> **Your goal**: Please reproduce the material below from the line with "of the grassy" up to and including the line with "Query: grassy lawn", substituting "green lawn" for "grassy lawn" wherever it appears and keeping everything else the same.

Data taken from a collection
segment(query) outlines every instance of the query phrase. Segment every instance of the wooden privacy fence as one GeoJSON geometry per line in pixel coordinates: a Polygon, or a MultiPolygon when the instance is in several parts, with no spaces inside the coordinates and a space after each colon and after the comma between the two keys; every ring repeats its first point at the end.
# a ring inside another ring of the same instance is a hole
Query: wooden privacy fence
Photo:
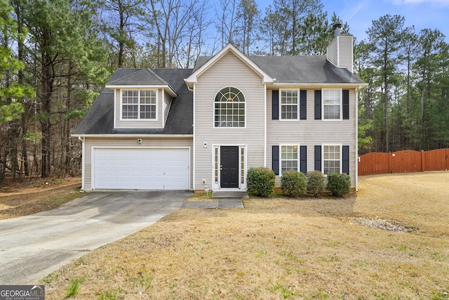
{"type": "Polygon", "coordinates": [[[448,171],[448,155],[449,148],[368,153],[358,157],[358,175],[448,171]]]}

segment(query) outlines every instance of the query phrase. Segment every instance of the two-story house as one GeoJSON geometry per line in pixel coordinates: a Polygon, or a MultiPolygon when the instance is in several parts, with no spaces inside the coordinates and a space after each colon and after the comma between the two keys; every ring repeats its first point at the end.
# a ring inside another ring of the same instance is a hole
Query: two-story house
{"type": "Polygon", "coordinates": [[[246,190],[251,167],[349,174],[357,188],[353,39],[327,56],[246,56],[228,44],[194,69],[119,69],[73,136],[82,187],[246,190]]]}

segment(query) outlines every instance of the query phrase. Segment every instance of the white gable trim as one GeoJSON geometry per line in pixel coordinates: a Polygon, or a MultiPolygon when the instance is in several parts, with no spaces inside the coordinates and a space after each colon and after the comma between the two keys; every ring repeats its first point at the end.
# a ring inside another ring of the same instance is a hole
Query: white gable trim
{"type": "Polygon", "coordinates": [[[213,56],[207,63],[200,67],[196,71],[193,72],[189,77],[185,79],[189,87],[192,87],[194,84],[198,82],[198,77],[204,72],[213,66],[217,61],[220,60],[223,56],[228,53],[232,53],[239,58],[246,65],[250,67],[255,73],[260,76],[262,79],[262,83],[272,83],[275,79],[272,78],[268,74],[264,72],[259,66],[257,66],[253,60],[249,59],[248,56],[242,53],[239,49],[232,44],[228,44],[224,48],[220,51],[217,54],[213,56]]]}

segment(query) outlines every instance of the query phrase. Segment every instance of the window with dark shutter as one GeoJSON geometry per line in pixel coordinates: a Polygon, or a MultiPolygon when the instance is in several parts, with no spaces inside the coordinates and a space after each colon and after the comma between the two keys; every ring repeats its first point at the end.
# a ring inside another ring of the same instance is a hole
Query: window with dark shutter
{"type": "Polygon", "coordinates": [[[315,170],[321,171],[321,146],[315,146],[315,170]]]}
{"type": "Polygon", "coordinates": [[[321,90],[315,90],[315,119],[321,119],[321,90]]]}
{"type": "Polygon", "coordinates": [[[272,168],[276,175],[279,175],[279,146],[272,147],[272,168]]]}
{"type": "Polygon", "coordinates": [[[349,90],[343,90],[343,119],[349,119],[349,90]]]}
{"type": "Polygon", "coordinates": [[[279,119],[279,91],[272,91],[272,116],[274,120],[279,119]]]}
{"type": "Polygon", "coordinates": [[[304,174],[307,171],[307,146],[300,146],[300,171],[304,174]]]}
{"type": "Polygon", "coordinates": [[[349,175],[349,146],[343,146],[343,168],[342,171],[349,175]]]}
{"type": "Polygon", "coordinates": [[[307,91],[300,91],[300,119],[307,119],[307,91]]]}

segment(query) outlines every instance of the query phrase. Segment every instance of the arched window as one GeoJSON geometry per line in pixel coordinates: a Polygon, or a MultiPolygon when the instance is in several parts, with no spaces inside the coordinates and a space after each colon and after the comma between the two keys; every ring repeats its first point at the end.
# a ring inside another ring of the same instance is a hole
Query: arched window
{"type": "Polygon", "coordinates": [[[245,127],[245,97],[238,89],[222,89],[215,100],[215,127],[245,127]]]}

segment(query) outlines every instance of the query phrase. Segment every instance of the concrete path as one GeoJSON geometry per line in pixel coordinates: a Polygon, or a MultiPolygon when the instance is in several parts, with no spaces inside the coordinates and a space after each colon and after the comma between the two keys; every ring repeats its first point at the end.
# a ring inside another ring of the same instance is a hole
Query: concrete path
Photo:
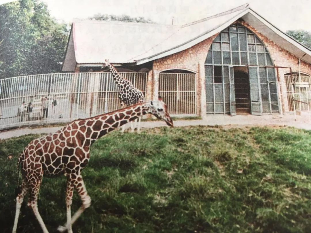
{"type": "MultiPolygon", "coordinates": [[[[161,121],[142,121],[142,128],[154,128],[165,126],[165,123],[161,121]]],[[[235,116],[228,115],[208,116],[203,120],[175,121],[175,127],[188,126],[226,126],[226,127],[240,127],[246,126],[264,126],[271,125],[291,126],[300,129],[311,130],[311,121],[308,116],[297,116],[295,121],[292,115],[284,116],[281,117],[278,115],[264,115],[260,116],[252,115],[240,115],[235,116]]],[[[130,124],[126,126],[129,127],[130,124]]],[[[0,139],[18,137],[30,134],[49,134],[56,132],[62,126],[46,127],[38,128],[24,128],[0,132],[0,139]]]]}

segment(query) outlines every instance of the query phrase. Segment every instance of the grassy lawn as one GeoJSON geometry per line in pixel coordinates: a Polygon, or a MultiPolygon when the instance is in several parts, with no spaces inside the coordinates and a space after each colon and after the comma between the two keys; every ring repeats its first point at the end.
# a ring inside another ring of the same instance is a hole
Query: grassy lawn
{"type": "MultiPolygon", "coordinates": [[[[0,141],[2,232],[13,226],[18,155],[38,136],[0,141]]],[[[310,232],[311,131],[196,126],[114,132],[91,152],[82,174],[92,203],[74,232],[310,232]]],[[[65,184],[64,176],[44,178],[39,208],[50,232],[66,221],[65,184]]],[[[26,203],[18,230],[41,232],[26,203]]],[[[76,194],[73,211],[80,204],[76,194]]]]}

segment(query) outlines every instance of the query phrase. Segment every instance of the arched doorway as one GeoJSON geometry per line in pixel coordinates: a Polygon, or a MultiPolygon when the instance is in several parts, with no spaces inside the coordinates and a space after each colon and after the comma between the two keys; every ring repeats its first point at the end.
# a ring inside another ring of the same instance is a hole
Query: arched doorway
{"type": "Polygon", "coordinates": [[[244,26],[234,24],[223,30],[212,44],[205,65],[207,113],[244,114],[236,111],[237,103],[241,103],[235,94],[234,74],[239,69],[248,75],[249,112],[279,111],[274,65],[262,42],[244,26]]]}
{"type": "Polygon", "coordinates": [[[187,70],[174,69],[160,73],[159,96],[167,105],[170,115],[196,114],[196,80],[195,73],[187,70]]]}
{"type": "Polygon", "coordinates": [[[234,71],[234,83],[236,114],[250,113],[250,99],[248,73],[239,70],[234,71]]]}
{"type": "Polygon", "coordinates": [[[299,72],[288,73],[284,75],[286,84],[288,110],[300,111],[311,109],[311,77],[307,74],[299,72]],[[298,100],[295,103],[293,98],[298,100]],[[308,103],[309,104],[308,109],[308,103]]]}

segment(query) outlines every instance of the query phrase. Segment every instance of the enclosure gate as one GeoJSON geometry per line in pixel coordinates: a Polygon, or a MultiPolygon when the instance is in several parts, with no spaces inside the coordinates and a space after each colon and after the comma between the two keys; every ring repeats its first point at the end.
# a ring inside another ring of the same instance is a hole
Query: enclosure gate
{"type": "Polygon", "coordinates": [[[160,74],[159,95],[167,105],[170,114],[196,114],[196,84],[195,74],[160,74]]]}
{"type": "MultiPolygon", "coordinates": [[[[146,96],[146,73],[120,74],[146,96]]],[[[110,73],[48,74],[0,80],[0,130],[68,121],[114,111],[120,107],[118,91],[110,73]],[[47,112],[47,117],[44,112],[47,112]]]]}
{"type": "Polygon", "coordinates": [[[292,75],[291,78],[290,75],[285,75],[284,77],[286,85],[289,111],[293,112],[294,109],[303,111],[308,110],[308,104],[305,103],[308,102],[309,102],[309,108],[311,109],[310,98],[308,96],[309,95],[309,93],[307,93],[308,88],[306,88],[306,86],[309,86],[309,89],[311,89],[311,77],[301,75],[299,80],[299,76],[297,75],[292,75]],[[296,85],[295,85],[295,84],[296,85]],[[294,85],[294,88],[292,86],[293,84],[294,85]],[[293,94],[299,94],[301,102],[295,102],[294,108],[293,97],[293,94]]]}

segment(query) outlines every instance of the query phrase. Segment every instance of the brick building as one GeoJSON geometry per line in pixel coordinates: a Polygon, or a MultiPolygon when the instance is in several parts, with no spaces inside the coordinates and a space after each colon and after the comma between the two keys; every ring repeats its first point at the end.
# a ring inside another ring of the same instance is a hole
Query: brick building
{"type": "Polygon", "coordinates": [[[181,26],[73,23],[63,71],[98,72],[107,59],[147,73],[146,98],[173,115],[288,113],[311,84],[311,51],[247,4],[181,26]]]}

> **Written response**:
segment(query) outlines every instance of the query phrase. Segment every instance of the green lawn as one GeoJSON geometry per line in pixel coordinates: a Polygon, or a MultiPolygon when the instance is in several parts, with no spaces inside the coordinates and a space after each colon and after the comma between the two keys; every ring repeats its first point at the end.
# a ring inside another ring of the same instance is a hole
Query: green lawn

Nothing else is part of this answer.